According to a new study, the obvious is true even if top government officials don’t want to admit it: weed is nowhere near as dangerous as legal drugs like alcohol and cigarettes. The findings, published in Scientific Reports and reported by the Washington Post, show that pot is “roughly 114 times less deadly than booze.”
The research, which involved dosing a bunch of different animals with various drugs (but no human subjects), calculated how deadly a particular substance was. A junkie mouse, a coked-up dog, a stoned rat, and a drunk rabbit were among the many types of drugged-out creatures used for the experiment.
As noted by newspaper, the mortality risk was determined by comparing the “lethal doses of a given substance with the amount that a typical person uses.” Here’s how the drugs tested were ranked, from deadly to least deadly.

» **Explore the material**
**A.** Can you condense the paragraph of the drug study article that begins "The research, which involved" into a single sentence that keeps its main facts?
**B.** Could you carry on the drug study article from its last sentence?
The records come from a separate, unrelated source.

» **Recorded data**
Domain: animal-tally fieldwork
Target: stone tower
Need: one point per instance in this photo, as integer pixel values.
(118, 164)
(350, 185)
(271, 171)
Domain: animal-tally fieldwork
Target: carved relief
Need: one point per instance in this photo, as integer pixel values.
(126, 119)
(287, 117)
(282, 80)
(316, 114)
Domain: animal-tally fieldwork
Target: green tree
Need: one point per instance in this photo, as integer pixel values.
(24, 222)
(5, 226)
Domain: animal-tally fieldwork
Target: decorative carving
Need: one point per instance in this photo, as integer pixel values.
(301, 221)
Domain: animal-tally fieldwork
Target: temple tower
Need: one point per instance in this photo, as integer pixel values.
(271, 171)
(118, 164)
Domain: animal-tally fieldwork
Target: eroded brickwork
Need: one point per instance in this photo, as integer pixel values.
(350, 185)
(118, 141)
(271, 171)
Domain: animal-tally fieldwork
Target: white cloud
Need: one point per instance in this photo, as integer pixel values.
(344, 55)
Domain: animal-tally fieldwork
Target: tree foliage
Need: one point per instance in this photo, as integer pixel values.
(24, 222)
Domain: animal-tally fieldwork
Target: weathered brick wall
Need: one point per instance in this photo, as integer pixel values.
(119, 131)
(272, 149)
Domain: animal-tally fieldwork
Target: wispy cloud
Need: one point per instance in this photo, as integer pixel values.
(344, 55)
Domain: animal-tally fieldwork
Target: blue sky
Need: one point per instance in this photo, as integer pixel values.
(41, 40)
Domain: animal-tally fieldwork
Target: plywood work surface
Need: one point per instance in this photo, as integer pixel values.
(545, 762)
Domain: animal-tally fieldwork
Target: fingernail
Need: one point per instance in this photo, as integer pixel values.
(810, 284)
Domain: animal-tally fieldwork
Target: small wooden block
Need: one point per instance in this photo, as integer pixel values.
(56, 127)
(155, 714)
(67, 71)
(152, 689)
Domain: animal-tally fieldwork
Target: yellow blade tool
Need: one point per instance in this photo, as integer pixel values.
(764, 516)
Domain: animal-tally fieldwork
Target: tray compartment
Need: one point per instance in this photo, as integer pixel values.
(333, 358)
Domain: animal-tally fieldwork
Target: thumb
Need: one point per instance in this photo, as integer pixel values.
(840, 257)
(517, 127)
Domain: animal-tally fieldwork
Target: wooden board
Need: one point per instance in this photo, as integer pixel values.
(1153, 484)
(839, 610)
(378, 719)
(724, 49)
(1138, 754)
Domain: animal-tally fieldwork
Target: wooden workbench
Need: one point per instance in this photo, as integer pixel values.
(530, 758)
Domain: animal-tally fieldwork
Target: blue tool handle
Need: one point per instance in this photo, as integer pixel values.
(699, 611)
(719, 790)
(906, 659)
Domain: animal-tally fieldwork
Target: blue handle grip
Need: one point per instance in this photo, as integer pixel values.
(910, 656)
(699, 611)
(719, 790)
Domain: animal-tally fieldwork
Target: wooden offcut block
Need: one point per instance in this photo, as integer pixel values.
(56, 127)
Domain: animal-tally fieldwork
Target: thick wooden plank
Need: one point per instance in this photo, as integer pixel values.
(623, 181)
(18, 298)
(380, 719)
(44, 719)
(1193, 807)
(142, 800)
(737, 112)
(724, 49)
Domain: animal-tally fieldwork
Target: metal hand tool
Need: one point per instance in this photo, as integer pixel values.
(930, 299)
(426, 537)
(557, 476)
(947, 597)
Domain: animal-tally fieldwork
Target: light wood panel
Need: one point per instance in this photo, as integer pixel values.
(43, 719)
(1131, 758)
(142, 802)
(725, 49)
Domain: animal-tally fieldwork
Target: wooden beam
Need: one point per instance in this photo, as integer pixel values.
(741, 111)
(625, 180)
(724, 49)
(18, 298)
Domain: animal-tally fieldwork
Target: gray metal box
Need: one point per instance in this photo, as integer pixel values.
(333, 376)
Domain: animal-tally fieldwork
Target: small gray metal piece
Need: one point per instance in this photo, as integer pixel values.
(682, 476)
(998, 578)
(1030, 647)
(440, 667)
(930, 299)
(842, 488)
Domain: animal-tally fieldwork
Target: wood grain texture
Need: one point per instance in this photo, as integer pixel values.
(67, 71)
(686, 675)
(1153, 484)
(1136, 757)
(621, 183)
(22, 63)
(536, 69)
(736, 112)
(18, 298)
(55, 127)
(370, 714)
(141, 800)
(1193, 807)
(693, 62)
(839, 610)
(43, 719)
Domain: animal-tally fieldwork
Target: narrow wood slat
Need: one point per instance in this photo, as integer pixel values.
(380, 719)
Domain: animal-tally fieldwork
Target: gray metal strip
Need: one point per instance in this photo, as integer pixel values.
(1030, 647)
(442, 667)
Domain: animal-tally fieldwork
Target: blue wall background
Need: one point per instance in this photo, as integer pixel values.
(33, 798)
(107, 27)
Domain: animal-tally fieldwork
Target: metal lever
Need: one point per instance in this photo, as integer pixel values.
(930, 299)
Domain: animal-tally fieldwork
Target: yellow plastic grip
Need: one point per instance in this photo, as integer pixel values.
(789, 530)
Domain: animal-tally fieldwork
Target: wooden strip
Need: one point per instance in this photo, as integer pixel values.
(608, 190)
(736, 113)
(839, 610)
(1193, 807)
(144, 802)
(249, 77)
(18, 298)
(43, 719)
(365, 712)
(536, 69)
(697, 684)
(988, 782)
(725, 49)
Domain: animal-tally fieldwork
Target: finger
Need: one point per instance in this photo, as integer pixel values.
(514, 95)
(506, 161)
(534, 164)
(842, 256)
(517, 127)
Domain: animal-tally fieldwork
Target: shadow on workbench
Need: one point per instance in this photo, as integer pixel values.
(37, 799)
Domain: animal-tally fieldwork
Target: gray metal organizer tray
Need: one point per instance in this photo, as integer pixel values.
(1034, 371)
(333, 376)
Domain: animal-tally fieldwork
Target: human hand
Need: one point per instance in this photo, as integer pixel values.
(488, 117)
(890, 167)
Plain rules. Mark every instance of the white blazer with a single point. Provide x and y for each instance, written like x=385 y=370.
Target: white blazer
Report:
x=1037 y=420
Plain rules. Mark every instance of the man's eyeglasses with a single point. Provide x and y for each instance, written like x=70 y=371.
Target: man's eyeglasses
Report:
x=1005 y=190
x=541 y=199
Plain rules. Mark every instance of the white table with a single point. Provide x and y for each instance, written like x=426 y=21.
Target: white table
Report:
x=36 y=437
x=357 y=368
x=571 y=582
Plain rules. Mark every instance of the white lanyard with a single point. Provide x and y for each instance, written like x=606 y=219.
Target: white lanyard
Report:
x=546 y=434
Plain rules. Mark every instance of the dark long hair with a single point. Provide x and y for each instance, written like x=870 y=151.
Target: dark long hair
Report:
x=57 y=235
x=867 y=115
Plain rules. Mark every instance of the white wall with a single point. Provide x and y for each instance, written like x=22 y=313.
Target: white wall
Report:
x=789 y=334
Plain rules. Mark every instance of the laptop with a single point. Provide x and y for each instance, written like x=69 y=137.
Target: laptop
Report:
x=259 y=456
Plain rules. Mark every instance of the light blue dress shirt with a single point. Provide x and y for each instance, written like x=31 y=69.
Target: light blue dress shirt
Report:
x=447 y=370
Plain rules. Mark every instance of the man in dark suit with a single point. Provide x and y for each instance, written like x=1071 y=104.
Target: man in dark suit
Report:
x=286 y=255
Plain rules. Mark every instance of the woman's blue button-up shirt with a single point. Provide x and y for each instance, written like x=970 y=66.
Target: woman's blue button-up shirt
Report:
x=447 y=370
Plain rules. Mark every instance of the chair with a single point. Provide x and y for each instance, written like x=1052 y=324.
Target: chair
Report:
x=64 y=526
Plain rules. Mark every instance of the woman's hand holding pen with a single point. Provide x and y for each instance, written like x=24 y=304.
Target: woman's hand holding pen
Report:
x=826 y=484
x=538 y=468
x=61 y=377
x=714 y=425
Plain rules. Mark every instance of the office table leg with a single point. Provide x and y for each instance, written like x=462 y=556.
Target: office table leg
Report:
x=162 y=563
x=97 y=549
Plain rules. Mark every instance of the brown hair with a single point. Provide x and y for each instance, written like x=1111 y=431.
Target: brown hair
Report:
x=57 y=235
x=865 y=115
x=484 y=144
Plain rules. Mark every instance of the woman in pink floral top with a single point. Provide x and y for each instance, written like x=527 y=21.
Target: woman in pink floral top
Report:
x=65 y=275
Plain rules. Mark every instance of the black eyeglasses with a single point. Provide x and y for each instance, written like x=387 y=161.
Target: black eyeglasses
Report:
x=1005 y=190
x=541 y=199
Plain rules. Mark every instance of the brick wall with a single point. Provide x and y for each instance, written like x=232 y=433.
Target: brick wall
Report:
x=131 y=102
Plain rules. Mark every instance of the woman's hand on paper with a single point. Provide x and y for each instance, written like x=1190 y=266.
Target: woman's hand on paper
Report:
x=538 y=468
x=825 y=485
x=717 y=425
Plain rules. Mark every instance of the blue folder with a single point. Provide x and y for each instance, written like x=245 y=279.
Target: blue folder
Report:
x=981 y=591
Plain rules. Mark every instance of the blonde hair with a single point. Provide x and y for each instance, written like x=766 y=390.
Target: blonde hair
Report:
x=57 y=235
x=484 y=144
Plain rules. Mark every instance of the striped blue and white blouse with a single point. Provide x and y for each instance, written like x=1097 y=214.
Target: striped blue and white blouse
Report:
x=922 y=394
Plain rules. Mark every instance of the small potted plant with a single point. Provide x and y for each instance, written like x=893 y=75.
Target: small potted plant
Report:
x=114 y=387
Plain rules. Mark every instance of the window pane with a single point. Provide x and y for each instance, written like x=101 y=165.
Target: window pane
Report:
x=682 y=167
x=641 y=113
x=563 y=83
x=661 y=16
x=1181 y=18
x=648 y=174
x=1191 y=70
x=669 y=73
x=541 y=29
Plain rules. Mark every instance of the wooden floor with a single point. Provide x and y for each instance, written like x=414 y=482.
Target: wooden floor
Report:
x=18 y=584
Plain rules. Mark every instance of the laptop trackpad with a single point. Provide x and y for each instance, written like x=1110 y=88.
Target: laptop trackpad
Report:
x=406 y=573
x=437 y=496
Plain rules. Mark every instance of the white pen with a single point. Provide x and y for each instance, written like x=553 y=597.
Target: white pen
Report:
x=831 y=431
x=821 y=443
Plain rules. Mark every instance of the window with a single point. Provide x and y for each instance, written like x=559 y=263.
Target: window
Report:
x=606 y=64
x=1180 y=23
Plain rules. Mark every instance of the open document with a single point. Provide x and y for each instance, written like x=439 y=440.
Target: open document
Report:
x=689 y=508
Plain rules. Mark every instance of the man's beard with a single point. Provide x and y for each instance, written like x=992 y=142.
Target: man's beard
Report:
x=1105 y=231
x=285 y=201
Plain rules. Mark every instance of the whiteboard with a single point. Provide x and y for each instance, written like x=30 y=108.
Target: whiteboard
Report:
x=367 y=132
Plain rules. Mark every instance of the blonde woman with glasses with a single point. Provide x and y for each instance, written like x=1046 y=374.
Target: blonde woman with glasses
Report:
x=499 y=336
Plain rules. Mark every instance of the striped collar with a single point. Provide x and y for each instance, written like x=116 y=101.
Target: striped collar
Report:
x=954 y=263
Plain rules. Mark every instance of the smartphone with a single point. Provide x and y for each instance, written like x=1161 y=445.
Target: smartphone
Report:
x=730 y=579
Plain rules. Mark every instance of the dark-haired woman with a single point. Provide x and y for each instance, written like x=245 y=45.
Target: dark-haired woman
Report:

» **Your responses**
**A.** The study measured how deadly various drugs are by dosing many kinds of animals, such as mice, dogs, rats and rabbits, with no human subjects involved.

**B.**
1) Alcohol
2) Heroin
3) Cocaine
4) Tobacco
5) Ecstasy
6) Meth
7) Weed
Shocker! “[T]he results confirm that the risk of cannabis may have been overestimated in the past,” while “the risk of alcohol may have been commonly underestimated,” say the authors of the study — without mentioning how these estimates are likely the result of successful lobbying. For those keeping score, alcohol, a widely available drug that’s legal and not even on the federal list of scheduled substances, is exponentially more dangerous than pot, an illegal drug (in 47 states, what up Alaska?) that’s classified as a Schedule 1 drug along with heroin and ecstasy.
The toxicity of weed was so minimal that it needed to be placed in a special “low-risk range,” unlike any of the other drugs surveyed. Based on the data, researches even suggested a “strict legal regulatory approach rather than the current prohibition approach” for pot. In layman’s terms, that’s very smart people making the argument that weed should be legalized.